WORK INSTRUCTIONS: Reproduce every entry exactly as written.

Region pointing data:
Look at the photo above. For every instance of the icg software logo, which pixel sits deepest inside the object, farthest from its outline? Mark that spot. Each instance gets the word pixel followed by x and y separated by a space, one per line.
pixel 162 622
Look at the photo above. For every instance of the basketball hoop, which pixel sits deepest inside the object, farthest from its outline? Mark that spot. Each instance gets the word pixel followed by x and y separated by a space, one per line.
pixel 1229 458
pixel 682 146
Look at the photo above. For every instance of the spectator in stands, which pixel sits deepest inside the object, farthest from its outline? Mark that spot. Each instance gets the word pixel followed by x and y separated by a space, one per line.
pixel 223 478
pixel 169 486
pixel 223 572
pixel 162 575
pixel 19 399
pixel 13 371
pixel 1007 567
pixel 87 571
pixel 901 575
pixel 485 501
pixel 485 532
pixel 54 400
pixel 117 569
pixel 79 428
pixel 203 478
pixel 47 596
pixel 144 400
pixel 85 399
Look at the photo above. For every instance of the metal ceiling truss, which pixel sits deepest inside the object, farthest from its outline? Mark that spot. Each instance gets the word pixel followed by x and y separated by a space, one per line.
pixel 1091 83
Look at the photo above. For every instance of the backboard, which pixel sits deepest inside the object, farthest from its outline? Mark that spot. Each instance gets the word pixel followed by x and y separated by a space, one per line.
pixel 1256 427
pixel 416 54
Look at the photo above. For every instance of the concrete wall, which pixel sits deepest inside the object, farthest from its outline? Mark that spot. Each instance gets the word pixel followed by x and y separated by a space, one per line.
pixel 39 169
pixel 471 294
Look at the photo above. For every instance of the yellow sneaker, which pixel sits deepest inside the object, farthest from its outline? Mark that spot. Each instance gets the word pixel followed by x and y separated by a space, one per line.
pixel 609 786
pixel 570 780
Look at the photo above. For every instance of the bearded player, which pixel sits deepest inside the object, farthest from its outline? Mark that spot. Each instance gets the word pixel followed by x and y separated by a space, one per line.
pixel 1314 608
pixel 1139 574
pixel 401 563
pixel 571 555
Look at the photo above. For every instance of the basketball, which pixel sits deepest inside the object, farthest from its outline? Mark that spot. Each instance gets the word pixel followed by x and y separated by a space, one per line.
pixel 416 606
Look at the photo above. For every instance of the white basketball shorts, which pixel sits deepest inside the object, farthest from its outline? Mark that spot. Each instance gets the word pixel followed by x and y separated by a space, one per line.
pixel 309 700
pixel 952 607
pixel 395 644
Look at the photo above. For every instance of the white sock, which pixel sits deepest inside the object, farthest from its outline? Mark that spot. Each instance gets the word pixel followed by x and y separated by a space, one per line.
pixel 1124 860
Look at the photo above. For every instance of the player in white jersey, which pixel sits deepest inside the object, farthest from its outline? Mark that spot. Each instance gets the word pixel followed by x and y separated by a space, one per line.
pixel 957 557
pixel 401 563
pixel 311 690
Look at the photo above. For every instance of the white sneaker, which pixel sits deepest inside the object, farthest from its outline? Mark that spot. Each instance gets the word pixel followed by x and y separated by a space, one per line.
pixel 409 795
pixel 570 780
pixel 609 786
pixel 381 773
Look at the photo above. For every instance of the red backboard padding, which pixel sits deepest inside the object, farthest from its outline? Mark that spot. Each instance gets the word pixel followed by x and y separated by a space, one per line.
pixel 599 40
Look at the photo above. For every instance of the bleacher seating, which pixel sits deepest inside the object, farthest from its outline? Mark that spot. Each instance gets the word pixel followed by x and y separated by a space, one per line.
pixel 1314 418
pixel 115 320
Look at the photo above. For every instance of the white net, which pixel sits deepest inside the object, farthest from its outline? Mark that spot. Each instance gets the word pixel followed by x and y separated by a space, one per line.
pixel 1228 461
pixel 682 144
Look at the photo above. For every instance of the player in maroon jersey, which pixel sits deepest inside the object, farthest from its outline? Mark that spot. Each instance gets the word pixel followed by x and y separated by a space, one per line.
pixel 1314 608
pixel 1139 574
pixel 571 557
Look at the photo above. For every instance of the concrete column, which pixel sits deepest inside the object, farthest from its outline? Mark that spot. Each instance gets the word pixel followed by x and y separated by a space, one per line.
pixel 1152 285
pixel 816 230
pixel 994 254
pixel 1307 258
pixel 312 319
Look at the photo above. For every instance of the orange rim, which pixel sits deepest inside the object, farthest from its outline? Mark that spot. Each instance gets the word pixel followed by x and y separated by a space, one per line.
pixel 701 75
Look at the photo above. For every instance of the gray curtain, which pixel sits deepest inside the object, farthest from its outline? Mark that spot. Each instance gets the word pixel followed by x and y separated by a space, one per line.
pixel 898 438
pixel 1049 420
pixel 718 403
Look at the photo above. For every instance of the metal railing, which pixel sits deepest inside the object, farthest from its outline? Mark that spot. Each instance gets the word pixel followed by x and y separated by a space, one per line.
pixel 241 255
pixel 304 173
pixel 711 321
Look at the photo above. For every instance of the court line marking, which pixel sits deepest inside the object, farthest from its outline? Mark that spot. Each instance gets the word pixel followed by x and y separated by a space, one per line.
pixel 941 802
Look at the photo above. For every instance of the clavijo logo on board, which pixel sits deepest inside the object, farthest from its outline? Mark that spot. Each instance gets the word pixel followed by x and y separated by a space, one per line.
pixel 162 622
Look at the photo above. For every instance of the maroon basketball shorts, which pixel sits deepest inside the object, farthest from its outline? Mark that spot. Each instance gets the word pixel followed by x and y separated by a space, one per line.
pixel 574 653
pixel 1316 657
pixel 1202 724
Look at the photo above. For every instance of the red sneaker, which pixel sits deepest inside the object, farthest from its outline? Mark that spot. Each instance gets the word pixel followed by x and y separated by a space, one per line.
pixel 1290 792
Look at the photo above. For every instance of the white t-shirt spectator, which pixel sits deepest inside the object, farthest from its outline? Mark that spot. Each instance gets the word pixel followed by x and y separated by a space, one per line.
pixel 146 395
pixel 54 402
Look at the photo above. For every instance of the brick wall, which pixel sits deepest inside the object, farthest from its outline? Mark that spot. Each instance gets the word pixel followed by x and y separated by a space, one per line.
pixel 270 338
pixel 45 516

FINISHED TASK:
Look at the photo above. For every instance of the icg software logo, which pixel sits deepest inside the object, farthest from its outline? Mark that spot. Each instance gets the word pixel followed by x and y separated by a space, one per line.
pixel 162 622
Look at the photo above. For every instance of the basketball hoop, which pixel sits deepest inside the object, farthest from its outline? Mark that spot. Each instance gets the word pixel followed by x and y separated by a space, one per line.
pixel 1229 458
pixel 682 146
Look at the photo above. For every instance of the spectator in stands, which pixel sits deepest inside the object, farthest from its outline? Mark that spot. Each instance gets the word pixel followed by x and y separated by a space, one per line.
pixel 223 478
pixel 169 486
pixel 223 572
pixel 162 575
pixel 19 399
pixel 13 371
pixel 1007 567
pixel 87 571
pixel 901 575
pixel 485 501
pixel 485 532
pixel 54 400
pixel 117 569
pixel 79 428
pixel 203 478
pixel 47 596
pixel 144 400
pixel 85 399
Look at the photo above. For every instance of the metal ceiling truss, which pixel sits deepest inside the object, farthest from its outline? Mark that spot. Each instance gets the word pixel followed by x and y separated by a space, one per line.
pixel 1091 83
Look at the photo above. For every instance of the backboard, which pixel sits deepest inside the object, farthest from its outline? Mark that spot. Each instance gets the word pixel followed by x and y separated by a space, one per line.
pixel 1256 427
pixel 416 54
Look at the photo above. For every instance of the concrete wall, which pixel sits deepest inside the object, farthest from its outline? Mark that spot. Each instance gets the word pixel followed by x and y separated by a space, one per line.
pixel 39 169
pixel 471 294
Look at the photo above. For every instance of the yellow sneaker, which pixel sits deepest inside the object, farthest from its outline? Mark that spot. Each instance gets the word pixel followed by x and y separated by a space, one per line.
pixel 609 786
pixel 570 780
Look at the photo above. For every instance of the bearded player, which pixel sits deepest inside the object, farthest from its outline? Mark that spot. Each instance gets the word pixel followed by x and y separated by a space, one per line.
pixel 1314 608
pixel 1139 574
pixel 401 563
pixel 571 555
Look at the photo above. For every instance of the basketball, which pixel sits deepest inside the object, farthest from its outline? Mark that spot. Each instance gets the word pixel followed by x and y separated by a space, one per line.
pixel 416 606
Look at the photo above. For every instance of the white basketball shorts, which pixel sits deepest inside the object, farthest from its outline? Mark that spot. Each instance gets the word pixel followed by x and y separated by a space, one per line.
pixel 309 700
pixel 952 607
pixel 395 644
Look at the photo above. For every instance of the white sock, which pixel sits deepest inside the object, farthest from its outline? Mark that spot. Each instance gets the word pixel followed by x and y separated by a space, one per line.
pixel 1124 860
Look at the photo above. For every instance of the player in white jersey, which pixel sits deepest inside the object, farthest from its outline? Mark that spot. Each instance gets the word pixel followed by x and y separated by a space, one per line.
pixel 957 557
pixel 401 563
pixel 311 690
Look at the photo above. For every instance of the white sneaker, which pixel sits deepest inside the object, farthest from its outline? Mark that spot. Each instance gets the word pixel followed by x and y separated by a space, one per line.
pixel 409 795
pixel 570 780
pixel 609 786
pixel 381 773
Look at the photo above. For every instance of the red backboard padding, which pixel sits deepest inside the object, farthest from its outline? Mark that spot. Each instance gets the word pixel followed by x and y separated by a space, one per line.
pixel 599 40
Look at the photo above. For every instance of the bleacher seating, which pixel sits deepest inside the object, farthest from its outline? Mark that spot. Each instance gets the word pixel followed by x and y separated by a space, one per line.
pixel 1314 418
pixel 115 320
Look at the photo above. For every instance of the white net, which pixel sits deepest inside the object, farthest from its outline? Mark that spot. Each instance gets the word pixel followed by x and y separated by a space, one per line.
pixel 1228 461
pixel 682 144
Look at the photo above. For every instance of the player in maroon jersey, which pixel sits deepest inside the object, farthest from its outline? Mark that spot. Each instance gets the word pixel followed by x and y separated by a space, one per line.
pixel 1314 608
pixel 1139 574
pixel 571 557
Look at the photo above. For every instance of the concrete column, which pixel sits deepest inside the object, farthest from its outline? Mark that spot. Each instance gets the word pixel followed by x and y separated by a space, one per line.
pixel 1152 285
pixel 816 230
pixel 994 254
pixel 1307 258
pixel 312 319
Look at the photo above. For every instance of the orange rim, which pixel sits deepest inside the object, farthest from its outline? Mark that spot. Each instance gets the word pixel followed by x and y separated by a space, one per line.
pixel 701 75
Look at the photo above. For every instance of the gray curtain, which pixel sits deepest inside the object, farthest from its outline? Mark that spot. Each instance gets the word pixel followed by x and y separated by a space, one per line.
pixel 898 438
pixel 1049 420
pixel 718 403
Look at the photo above. For every instance of the metal railing, which pixel sits deepest inside the object, farthest from its outline? Mark that spot. Each instance gets the word pixel followed by x and y separated by a space, one per line.
pixel 241 255
pixel 304 173
pixel 711 321
Look at the photo above. For every instance of the court line marking, which pixel sits deepest inside the object, farthest from its outline? Mark that spot. Each instance gets the word pixel followed by x and y separated by a space, one per line.
pixel 941 802
Look at the photo above. For every instance of the clavijo logo on board, which pixel sits deepest inside the object, farthest from its outline? Mark that spot. Each instance gets the word pixel followed by x and y separated by a space, one per line.
pixel 162 622
Look at the photo above. For every instance of the maroon basketball shorts, which pixel sits deepest inside the object, farthest from its outline? Mark that spot. Each instance gets the word pixel followed by x and y separated by a space, one per line.
pixel 574 653
pixel 1316 657
pixel 1202 724
Look at the photo above. For every instance of the red sneaker, which pixel sits deepest inside the object, farthest from its outline? Mark that spot. Each instance gets the word pixel followed by x and y separated by a space, one per line.
pixel 1290 792
Look at the photo above. For every instance of the white t-shirt spectator, which pixel sits deepest inside the object, farthest from its outline? Mark that spot. Each instance gets the word pixel followed by x and y separated by a space, one per line.
pixel 146 395
pixel 54 402
Look at the photo above. For every instance of the brick wall, which pixel sits deepest inside the object, farthest from its outline? Mark that spot. Each instance gets the word pixel followed by x and y separated by a space, one per line.
pixel 270 338
pixel 45 516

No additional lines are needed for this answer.